COMPLETE THE FOLLOWING:
1) For each statement, say yes or no as to whether it agrees with the flax seed thread, and quote the deciding words: (a) 8 oz of flax is called a very safe amount for any horse; (b) NutraFlax comes with a 4 oz measuring scoop; (c) flax grown in North America must be soaked before feeding.
2) Carry the flax seed thread forward from its last post.

Segment Start: SELECTED EXTRACT

# How much flax seed?



## luvs2ride1979 (Nov 9, 2007)

1 cup for weight gain of whole or milled or ground flax usually does the trick. You can feed up to 8 oz by weight of milled or ground flax, which usually equals about 1.5-2 cups dry measure.

HorseTech.com has a good producted called NutraFlax. It's balanced Ca ratio and won't spoil. It comes with a 2 oz (1/2 cup) measuring scoop.


----------



## Enuff (Jun 16, 2009)

Thanks!!!


----------



## White Foot (Jun 4, 2009)

Make sure you feed the right balance, high volumes of flax oil can cause diarrhea and colic signs in horses. It also contains cyanide.


----------



## luvs2ride1979 (Nov 9, 2007)

The Flax grown in North America does not contain cyanide. You do not have to grind it, soak it, or boil it. For a horse to colic on flax, you'd have to feed 3 lbs a day or more. 8 oz is a very safe amount for any horse.


----------



## White Foot (Jun 4, 2009)

All flax, just like apples, corn, alfalfa, cashews extra.. contain cyanide. No matter where it was grown.


----------



## luvs2ride1979 (Nov 9, 2007)

Flax Seed

"the two components of cyanide that are found in flax are stored in different parts of the seed, never touching each other, and therefore never able to create cyanide."

"(Note that saliva, stomach acid, and other digestive juices break the two components up before they could ever become joined and create cyanide within the horse's digestive tract.)"

"Thankfully, the amount of cyanide created when boiling flax is very small...in fact, we take in more cyanide in our daily lives through our food, water, and the air we breathe than is found in a cup of boiled flax. Cyanide is also very quickly removed from the body and is not stored in the body tissues"

-----------------

In looking at the human research on Flax, most sources agree that between 30-75 grams daily (1-2.6 oz) is safe for a human to consume. Horses are 5-10 times our size, so 4-8 oz should be just fine. ;-)


----------



## luvs2ride1979 (Nov 9, 2007)

Ask the Vet
Ask the Vet Blog - Journal Entries - Is Flax Seed Safe to Use inHorses?

"However, a recent study confirmed that stomach acid inactivates the enzymes that interact with the cyanogenic glycosides to form cyanide so that is why toxicity is not observed. "

Segment End: SELECTED EXTRACT
Segment Start: EXTRACTED INFORMATION

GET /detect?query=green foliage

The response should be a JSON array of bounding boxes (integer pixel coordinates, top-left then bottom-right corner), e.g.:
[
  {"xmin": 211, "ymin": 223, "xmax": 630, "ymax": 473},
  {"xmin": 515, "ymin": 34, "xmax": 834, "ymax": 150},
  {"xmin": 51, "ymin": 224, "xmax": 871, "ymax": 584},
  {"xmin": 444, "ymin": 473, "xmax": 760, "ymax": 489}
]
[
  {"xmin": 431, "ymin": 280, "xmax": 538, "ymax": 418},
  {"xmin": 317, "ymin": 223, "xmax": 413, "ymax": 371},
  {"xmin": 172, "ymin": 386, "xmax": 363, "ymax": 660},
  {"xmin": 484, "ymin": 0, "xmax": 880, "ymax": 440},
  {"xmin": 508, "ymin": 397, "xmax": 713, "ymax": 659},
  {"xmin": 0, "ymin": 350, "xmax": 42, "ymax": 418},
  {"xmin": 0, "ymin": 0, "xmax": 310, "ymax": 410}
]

Segment End: EXTRACTED INFORMATION

EXERCISE RESPONSES:
1)
(a) Yes: "8 oz is a very safe amount for any horse."
(b) No: "It comes with a 2 oz (1/2 cup) measuring scoop."
(c) No: "You do not have to grind it, soak it, or boil it."

2)
-------------------
ENRECO | Essential Nutrient Research Corporation

"Flax contains cyanogenic glycosides. Under extreme conditions (pH1 or less), cyanide can be produced – but has never been reported to happen in mammals. Instead, cyanate is produced which is non-toxic. The US FDA did a study in which they fed 10, 20, and 40% of the diet as flax and found no harmful effects of any sort."

-----------------
http://www.thehorse.com/ViewArticle.aspx?ID=961

"However, we now know that glycosidase enzymes are destroyed in the equine stomach and small intestine long before they can trigger cyanide release. So it appears there is no risk of cyanide toxicosis when horses are fed raw flaxseed."

-------------------

Don't believe everything the AQHA tells you ;-). Tens of thousands of horses are fed flax in varrying forms (whole, home ground, milled, in supplements, etc.) for decades. If there was any real threat of health issues, I think we would have heard something about it by now.


----------



## Barrelracer Up (May 22, 2009)

Be sure to cut out the corn oil - it is high in omega 6 and will defeat the anti-inflammatory properties of your flax. I like to use dac Oil for omega 3.

I would also start a joint supplement to help keep the joint lubricated aid in stopping the inflammation. Here is info on some of the ingredients found in joint supplements.


----------



## White Foot (Jun 4, 2009)

And don't believe everything you read on a website. :wink: I didn't say that using flax will kill a horse form the cyanide but I'm just making her aware of it.

A direct quote from Equine wellness magazine July/Aug 09, From veterinarian Dr. Hannah Evergreen : 

Q: Is it true that the levels of cyanide in flax can harm my horse?

A: It is true that flax contains cyanide. If fed in proper amounts, however, flax is not harmful to your horse. Studies have shown that high volumes of flax oil can cause diarrhea and colic signs in horses, but it is safe at the recommended levels of 1/3 to 1/2 cup ground flax seed per day.


Another side I found, Ask the Expert -- Supplements

"Q:I have fed flax seed in the past: cooked whole seeds, then ground raw flax meal. I have always gotten 25 -50 lb bags. The last time I picked up a bag, I noticed that the label stated, “Not to be fed to horses intended for food. Not for human consumption.” What is the story? Is it toxic raw or ground? Is it worth feeding?"

A: "I know many people who do swear by flax seed, however, I do not have any personal experience using it. The raw seeds contain cyanogenic glycoside compounds which, when the seeds are ground, and especially if moistened, will release cyanide! However, this really is not a concern, since the enzymes needed to cause the cyanide release are inactivated by boiling and gastric acids. So, as long as you don't add water before feeding the flax meal, it should not be a problem. If the meal is processed in any way it is also probably totally safe. Read the label again to see if there are other substances added. If not, the warning is probably due to the minuscule risk of cyanide poisoning. But it shouldn’t hurt in small enough quantities.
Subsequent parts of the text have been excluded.